▶ Problem: The entries below contain pictures. Retype everything except those pictures, exactly as given.

++++ Data rows ++++

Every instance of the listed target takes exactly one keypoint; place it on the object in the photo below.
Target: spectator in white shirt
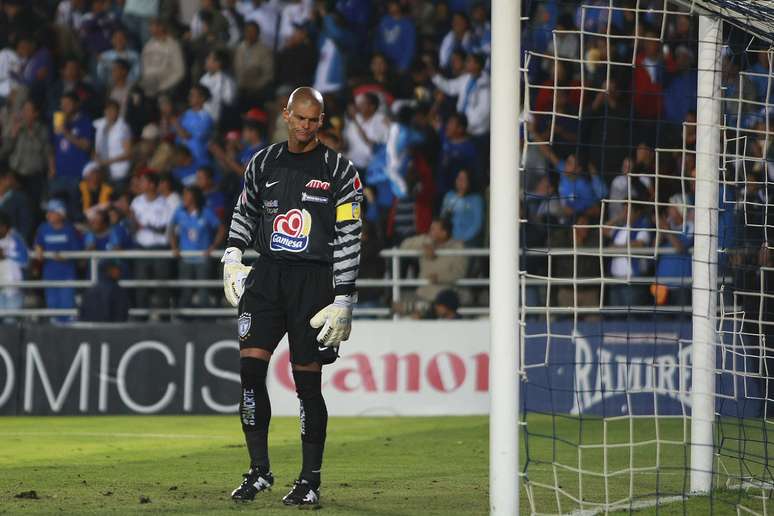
(113, 142)
(458, 38)
(472, 92)
(221, 85)
(151, 214)
(365, 127)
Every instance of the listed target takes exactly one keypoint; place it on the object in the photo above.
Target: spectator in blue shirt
(458, 152)
(57, 235)
(465, 208)
(73, 141)
(396, 36)
(196, 125)
(673, 269)
(194, 227)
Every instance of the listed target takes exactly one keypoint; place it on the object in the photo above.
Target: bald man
(300, 209)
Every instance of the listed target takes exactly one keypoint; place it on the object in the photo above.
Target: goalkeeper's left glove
(335, 320)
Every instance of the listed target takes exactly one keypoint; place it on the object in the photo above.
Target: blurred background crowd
(127, 124)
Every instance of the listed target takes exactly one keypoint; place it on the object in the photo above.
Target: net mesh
(609, 231)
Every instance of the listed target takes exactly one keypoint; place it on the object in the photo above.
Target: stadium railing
(393, 282)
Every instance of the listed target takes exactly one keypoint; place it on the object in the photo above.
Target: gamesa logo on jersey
(291, 231)
(316, 184)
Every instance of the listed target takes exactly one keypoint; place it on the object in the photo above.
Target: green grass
(373, 466)
(102, 465)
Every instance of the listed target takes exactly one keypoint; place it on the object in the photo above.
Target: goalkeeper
(300, 209)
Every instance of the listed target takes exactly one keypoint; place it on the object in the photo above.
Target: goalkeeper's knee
(314, 414)
(254, 406)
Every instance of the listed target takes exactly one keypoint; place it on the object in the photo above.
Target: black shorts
(281, 297)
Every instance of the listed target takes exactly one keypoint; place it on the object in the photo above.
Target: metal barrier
(394, 283)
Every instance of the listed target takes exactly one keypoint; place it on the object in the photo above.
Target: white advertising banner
(409, 368)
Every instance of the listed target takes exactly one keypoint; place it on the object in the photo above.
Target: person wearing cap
(253, 66)
(195, 127)
(95, 192)
(73, 140)
(57, 235)
(13, 261)
(113, 142)
(219, 83)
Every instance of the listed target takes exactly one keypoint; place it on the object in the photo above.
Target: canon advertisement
(386, 368)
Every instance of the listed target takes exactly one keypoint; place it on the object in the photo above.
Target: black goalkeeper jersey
(302, 207)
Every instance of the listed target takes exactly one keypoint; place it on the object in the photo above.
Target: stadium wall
(387, 368)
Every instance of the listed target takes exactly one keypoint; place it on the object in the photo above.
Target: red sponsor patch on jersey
(316, 184)
(356, 182)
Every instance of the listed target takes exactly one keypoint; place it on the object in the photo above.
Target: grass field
(374, 466)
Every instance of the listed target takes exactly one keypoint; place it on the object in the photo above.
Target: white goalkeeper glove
(234, 275)
(335, 320)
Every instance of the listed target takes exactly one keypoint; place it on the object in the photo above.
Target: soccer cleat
(253, 483)
(303, 495)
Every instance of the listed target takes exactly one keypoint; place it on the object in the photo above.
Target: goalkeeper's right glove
(234, 275)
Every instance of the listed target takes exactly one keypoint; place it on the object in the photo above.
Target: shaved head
(304, 116)
(305, 95)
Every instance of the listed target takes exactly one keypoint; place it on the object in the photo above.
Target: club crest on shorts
(243, 324)
(291, 231)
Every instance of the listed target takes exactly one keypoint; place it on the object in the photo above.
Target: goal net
(647, 283)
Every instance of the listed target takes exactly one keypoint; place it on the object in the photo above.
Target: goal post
(705, 249)
(504, 487)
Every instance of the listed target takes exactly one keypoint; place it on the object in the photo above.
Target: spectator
(97, 27)
(649, 77)
(629, 229)
(213, 197)
(98, 235)
(364, 129)
(184, 169)
(195, 127)
(95, 192)
(580, 196)
(297, 62)
(168, 192)
(253, 67)
(465, 208)
(457, 153)
(57, 235)
(27, 147)
(440, 271)
(120, 50)
(153, 152)
(194, 227)
(113, 143)
(458, 38)
(73, 140)
(37, 67)
(13, 261)
(396, 36)
(163, 66)
(14, 204)
(106, 301)
(151, 215)
(472, 92)
(120, 87)
(673, 268)
(221, 86)
(335, 43)
(445, 306)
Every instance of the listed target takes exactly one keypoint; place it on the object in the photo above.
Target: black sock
(255, 411)
(314, 422)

++++

▶ Exercise solution:
Every instance of the listed target takes exactly one keypoint; place it on the object in the photo below.
Target: spectator in white shirt
(113, 142)
(458, 38)
(472, 92)
(221, 85)
(151, 214)
(365, 127)
Every instance of the listed target takes exactly one keypoint; place it on the object in the photo above.
Target: spectator in blue shirt
(458, 152)
(57, 235)
(465, 208)
(73, 141)
(396, 36)
(196, 125)
(673, 269)
(194, 227)
Every instance of the listed target takes exactly one keypoint; place it on the object in the photo above.
Target: bald man
(300, 209)
Every instance of the listed target takes exactly one keypoint; place it on the object in the photo above.
Target: goalkeeper's left glove
(335, 320)
Every instance of the listed target takes exactly one keypoint; place it on the object in the photo above.
Target: blurred background crowd
(127, 124)
Every instance of the listed target takes exactly one keypoint; place it on the object in the photo above.
Target: net mesh
(609, 231)
Every instance of the listed target takes exactly one keypoint; place it on the object in the photo above.
Target: stadium railing
(393, 282)
Every instance of the listed target takes exactly one keypoint; place it on the object in the photo above.
Target: gamesa logo on jersey
(291, 231)
(316, 184)
Every instance of the listed target takes exactly one keypoint; place it on the object in the photo above.
Target: green grass
(373, 466)
(102, 465)
Every instance of the listed target takes exactly one keypoint; place it on the object in the photo above.
Target: goalkeeper
(300, 209)
Every instance of the listed target takes exactly one keypoint; place it on the object in the photo above.
Target: goalkeeper's knee
(314, 414)
(254, 406)
Every instance of the listed target takes exactly one keypoint; place it on the object in the photo above.
Target: black shorts
(281, 297)
Every instance of the listed target takes exactly one keypoint; place it on the object in the photo above.
Target: metal barrier
(394, 283)
Every instance of the listed target takes exactly one keypoint; place it on the object in the photo above.
Target: white advertising banner
(409, 368)
Every instance of the listed target takes exactly one keypoint; place it on the object in the photo above.
Target: person wearing cap
(253, 66)
(195, 127)
(95, 192)
(73, 140)
(57, 235)
(13, 261)
(113, 142)
(219, 83)
Every instance of the listed target takes exactly one keypoint; place it on the object in the photo above.
Target: canon advertisement
(386, 368)
Every instance of the listed target takes exactly one keypoint; place it on the object in the photo above.
Target: black goalkeeper jersey
(302, 207)
Every instance of the listed target takes exactly one keypoint; place it on the object in the photo above.
Target: stadium wall
(387, 368)
Every instance of the listed target takes exactly one keypoint; place it on the object in the photo above.
Target: red sponsor patch on jersey
(316, 184)
(356, 182)
Every instance of the listed target takes exactly one keypoint; place it on the object in the photo above.
Target: grass field
(374, 466)
Every instance of the listed target takes exactly one keypoint; place it on the object in the photo above.
Target: white goalkeeper glove
(234, 275)
(335, 320)
Every instance of the listed target takes exactly one keypoint; place it on the object in the photo above.
Target: soccer cleat
(253, 483)
(303, 495)
Every instance of the listed target takes exactly one keypoint; place it on the object in the photo above.
Target: goalkeeper's right glove
(234, 275)
Every instance of the listed target takes exactly one keypoint; place it on the object in the photo above.
Target: shaved head
(304, 116)
(305, 95)
Every instance of the listed target takes exactly one keypoint; place it on the object in the photo above.
Target: club crest on shorts
(243, 324)
(291, 231)
Every instance of the listed target takes exactly one keypoint; place it on the object in the photo above.
Target: goal net
(647, 283)
Every instance of the listed target takes exactly one keypoint; place it on the object in the photo above.
Target: goal post
(705, 249)
(504, 487)
Every instance of the listed target takes exactly one keypoint; place it on the object in the photo above.
Target: spectator
(97, 27)
(649, 77)
(629, 229)
(213, 197)
(98, 235)
(364, 129)
(184, 169)
(195, 127)
(95, 192)
(580, 196)
(297, 62)
(168, 192)
(253, 67)
(465, 208)
(457, 153)
(57, 235)
(27, 147)
(440, 271)
(120, 50)
(153, 152)
(194, 227)
(113, 143)
(458, 38)
(73, 140)
(37, 67)
(13, 261)
(396, 36)
(163, 66)
(14, 204)
(106, 301)
(151, 215)
(472, 92)
(120, 87)
(673, 268)
(221, 86)
(335, 43)
(445, 306)
Every instance of the listed target takes exactly one keypoint; place it on the object in the photo above.
Target: black sock
(255, 411)
(314, 422)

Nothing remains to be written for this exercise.